**WRITTEN EXERCISE:** Reproduce the material exactly, omitting nothing.

[Items listed in a dataset]

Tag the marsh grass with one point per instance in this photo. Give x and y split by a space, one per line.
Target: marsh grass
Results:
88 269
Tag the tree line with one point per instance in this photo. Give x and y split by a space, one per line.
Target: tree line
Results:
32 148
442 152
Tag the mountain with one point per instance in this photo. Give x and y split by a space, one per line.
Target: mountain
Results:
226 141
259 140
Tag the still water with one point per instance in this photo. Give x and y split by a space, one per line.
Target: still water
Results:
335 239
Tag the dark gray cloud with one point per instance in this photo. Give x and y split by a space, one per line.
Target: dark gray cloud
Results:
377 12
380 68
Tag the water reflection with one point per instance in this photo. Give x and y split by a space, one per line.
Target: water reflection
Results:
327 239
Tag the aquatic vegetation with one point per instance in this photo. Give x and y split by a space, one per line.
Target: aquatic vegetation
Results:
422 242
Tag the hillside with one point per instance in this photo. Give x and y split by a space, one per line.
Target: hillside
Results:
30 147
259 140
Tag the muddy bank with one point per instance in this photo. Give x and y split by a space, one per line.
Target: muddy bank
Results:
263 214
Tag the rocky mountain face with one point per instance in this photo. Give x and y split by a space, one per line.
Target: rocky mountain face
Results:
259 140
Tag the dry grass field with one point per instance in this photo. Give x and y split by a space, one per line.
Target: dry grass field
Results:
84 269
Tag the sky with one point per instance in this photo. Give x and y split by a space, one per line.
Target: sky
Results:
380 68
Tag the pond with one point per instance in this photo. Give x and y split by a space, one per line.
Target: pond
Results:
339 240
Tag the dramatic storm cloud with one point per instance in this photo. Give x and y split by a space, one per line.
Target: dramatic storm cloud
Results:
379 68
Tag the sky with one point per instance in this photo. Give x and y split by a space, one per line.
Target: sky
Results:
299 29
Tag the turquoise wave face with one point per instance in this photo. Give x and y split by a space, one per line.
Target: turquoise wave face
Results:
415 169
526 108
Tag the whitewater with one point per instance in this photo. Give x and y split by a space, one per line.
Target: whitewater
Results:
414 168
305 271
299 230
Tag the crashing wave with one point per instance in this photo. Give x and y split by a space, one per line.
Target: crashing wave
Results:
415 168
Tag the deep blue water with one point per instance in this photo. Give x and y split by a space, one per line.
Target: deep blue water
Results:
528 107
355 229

**EXERCISE SOLUTION:**
Tag the marsh grass with one point per instance in this photo. Give x and y split by a space, one per line.
Target: marsh grass
Results:
88 269
Tag the tree line with one point per instance in this photo. Give x and y split by a space, one per line.
Target: tree line
Results:
32 148
442 152
Tag the mountain with one point per instance in this photo. Give x and y split by a space, one per line.
Target: mountain
Results:
226 141
259 140
Tag the still water with one point per instance in this photo. Give x and y split by a space, one per line.
Target: still water
Results:
335 239
Tag the dark gray cloud with one point per instance in this photo. Give x and y split by a space, one per line.
Target: dark gray cloud
Results:
377 12
380 68
Tag the water reflection with one point per instance in this photo. Give x and y split by a space, one per line.
Target: water reflection
Results:
327 239
Tag the aquatic vegetation with one point per instance in this photo. Give x and y split by a space, one per line.
Target: aquatic vegetation
Results:
422 242
Tag the hillside with one point per instance in this photo. Give x and y split by a space, one per line.
Target: hillside
Results:
30 147
259 140
Tag the muddy bank with one point per instance in this photo. Give x and y split by a space, one per line.
Target: muddy bank
Results:
263 214
Tag the rocky mountain face with one point per instance in this photo. Give x and y split by a space, one per line.
Target: rocky mountain face
Results:
259 140
Tag the dry grass field with one point per instance in this photo. Give x and y split by a space, one per line.
Target: dry grass field
Results:
84 269
Tag the sky with one point per instance in this photo. Give x and y split by a space, one per line.
Target: sky
Results:
380 68
Tag the pond with one point per instance in this photo. Give x and y split by a space, one per line.
Target: pond
Results:
339 240
Tag the dramatic storm cloud with one point per instance in this photo. Give x and y split by a space, one per line.
Target: dramatic storm cloud
Results:
379 68
Tag the sky with one point per instance in this photo. Give x and y split by a space, one per line.
Target: sky
Results:
299 29
Tag the turquoise wave face with one point per instance in this photo. Give x and y split by a space, one per line.
Target: turquoise wave face
Results:
415 169
526 108
Tag the whitewater with one point per instance in this photo. Give x and y split by a space, one per line.
Target: whitewater
Results:
414 168
305 271
299 230
Tag the crashing wave with one point per instance in this photo. Give x and y split by a space, one per line.
Target: crashing wave
Results:
415 168
Tag the deep blue water with one point per instance in this photo. Give x and y split by a space, one per line.
Target: deep blue water
Results:
528 107
355 229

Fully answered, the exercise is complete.